### TO DO
Pick up the forum thread on OpenGL buffer updates after its last sentence and continue it in the same voice.

### TEXT BLOCK

------------------------------------------------------------------------

For a company that relies on GPU effects for everything, it's amazing how bad they are at supporting OpenGL. I remember a few years ago Valve basically wrote an open letter to Apple to fix their shit, and .. well you can play Portal now, but the state of OpenGL on OSX is still a disaster.
The details of CPU-GPU buffer coherency are hardware specific, but using a larger alignment can help hitting the fast path. At worst, this ends up being a read-modify-write operation to the VRAM over a DMA transfer.
The alignment of individual writes should be at least 256 bytes, prefarably even more. A multiple of a CPU (or GPU) page size may help: 4k, 64k, 2M are good alignments.
In modern OpenGL (w/GL_ARB_buffer_storage)/D3D/Vulkan, you could use a persistent/coherent mapped buffer and explicit sync points. It makes this problem go away, but requires a bit more programming effort to set up correctly.
As mentioned by Scott in the comments section of the article, the solution is usually like this (D3D12 has removed dynamic resources for example ) :
So this means if you glBufferSubData into the same
address between every drawcall, the opengl driver is
forced to execute the command then sync before copying
the new data over the old data, which is really slow.

------------------------------------------------------------------------

### DATA EXTRACTS
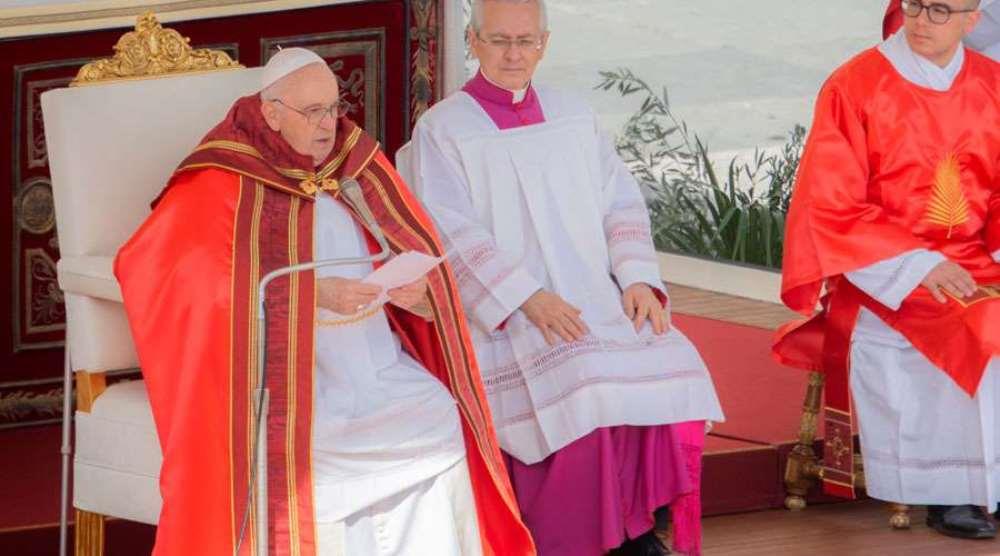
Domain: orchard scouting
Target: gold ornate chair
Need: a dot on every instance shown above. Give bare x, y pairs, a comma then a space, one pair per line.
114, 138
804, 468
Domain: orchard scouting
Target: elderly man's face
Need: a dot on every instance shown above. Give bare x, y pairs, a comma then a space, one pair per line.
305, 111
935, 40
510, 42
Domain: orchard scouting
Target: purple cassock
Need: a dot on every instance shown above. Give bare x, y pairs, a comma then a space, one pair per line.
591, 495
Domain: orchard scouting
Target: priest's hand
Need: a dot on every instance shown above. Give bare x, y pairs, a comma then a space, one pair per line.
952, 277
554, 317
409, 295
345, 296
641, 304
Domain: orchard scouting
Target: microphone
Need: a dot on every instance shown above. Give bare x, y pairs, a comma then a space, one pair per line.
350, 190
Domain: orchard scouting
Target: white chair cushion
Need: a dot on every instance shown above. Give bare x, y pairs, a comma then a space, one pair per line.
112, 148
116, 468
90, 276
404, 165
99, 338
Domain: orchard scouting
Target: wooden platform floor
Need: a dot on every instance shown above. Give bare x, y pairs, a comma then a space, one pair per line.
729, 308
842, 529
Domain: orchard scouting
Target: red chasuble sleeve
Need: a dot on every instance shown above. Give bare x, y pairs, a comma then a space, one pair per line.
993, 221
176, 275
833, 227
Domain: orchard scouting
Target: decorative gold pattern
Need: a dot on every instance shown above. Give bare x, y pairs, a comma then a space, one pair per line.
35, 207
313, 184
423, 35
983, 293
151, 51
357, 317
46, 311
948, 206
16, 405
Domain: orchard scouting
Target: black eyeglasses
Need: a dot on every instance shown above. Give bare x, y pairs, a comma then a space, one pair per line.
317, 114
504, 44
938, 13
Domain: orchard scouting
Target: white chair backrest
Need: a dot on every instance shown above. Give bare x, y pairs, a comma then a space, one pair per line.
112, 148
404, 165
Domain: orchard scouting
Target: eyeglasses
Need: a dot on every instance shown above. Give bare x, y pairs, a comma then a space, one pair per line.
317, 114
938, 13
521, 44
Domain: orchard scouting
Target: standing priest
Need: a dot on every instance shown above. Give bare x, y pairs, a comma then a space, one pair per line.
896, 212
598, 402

------------------------------------------------------------------------

### EXERCISE RESULT
What you are meant to do instead is create a buffer
with glBufferData that is large enough to hold at least
one frame worth of uniforms. Then use glBufferSubData
with a **different offset** for each drawcall’s uniforms,
so they end up next to each other in GPU memory. Treat
it as a circular buffer.
Edit: also I think the blog author had no problem getting to the waiting diagnosis despite the tools not splitting the time into idle and working parts, since he zeroed in early on the option 3, "The GPU is waiting on the CPU (or vice versa) for something"
He also didn't reach the usual solution to double or triple buffer everything that is uploaded to the GPU.
Other ways would be to fill a bigger buffer with all the different uniform values at once, and then pointing to right bits of it with the drawcalls.
To be honest the Windows OpenGL drivers are the ones at fault here. Instead of reusing the old data store they seem to allocate a new one, just what glBufferData does. However the performance improvement for glBufferSubData implemented correctly is not enough to offset the huge amount of code that relies on glBufferSubData to behave like glBufferData. So I can see why a driver developer has opted to this behavior.